▸ **Passage**
- Developer: Elixir Studios
- Publishers: Sierra Entertainment (Vivendi Universal Games)
- Producer: Peter Gilbert
- Designer: Sandro Sammarco
- Programmer: Alex Thomson
- Artist: Brian Gillies
- Composer: James Hannigan
- Platform: Microsoft Windows
- Release: NA: 28 September 2004; EU: 1 October 2004; AU: 14 October 2005;
- Genres: Real-time strategy, simulation
- Mode: Single-player

= Evil Genius (video game) =

2004 video game

Evil Genius is a single-player real-time strategy and simulation video game developed by Elixir Studios and published by Sierra Entertainment, a subsidiary of Vivendi Universal Games. It was released on 28 September 2004. The game is inspired by the spy thriller genre (notably the James Bond film series), and is set in an alternative 1960s–70s era. Most closely resembling Dungeon Keeper, the gameplay puts players in charge of a villainous force attempting to achieve global domination whilst fending off the forces of justice; to this end the gameplay is split between management of a base and the completion of "acts of infamy" in the rest of the world. The game has stylish, cartoon-like visuals and contains a great deal of tongue-in-cheek humour, particularly playing to clichés of the spy genre.

▸ **Recorded data**
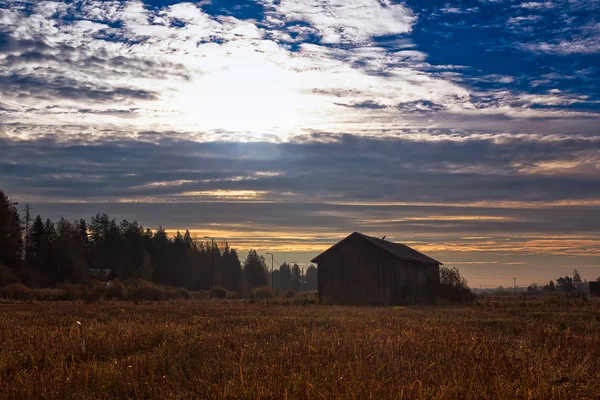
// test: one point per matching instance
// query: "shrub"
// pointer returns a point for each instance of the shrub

▸ **What is being asked**
Summarize the Evil Genius game text in two sentences.

▸ **Solution for this exercise**
Evil Genius is a single-player real-time strategy and simulation game developed by Elixir Studios, published by Sierra Entertainment, and released on 28 September 2004. Inspired by spy thrillers such as the James Bond films and set in an alternative 1960s–70s era, it puts players in charge of a villainous force that manages a base and carries out "acts of infamy" to achieve global domination, all with cartoon-like visuals and tongue-in-cheek humor.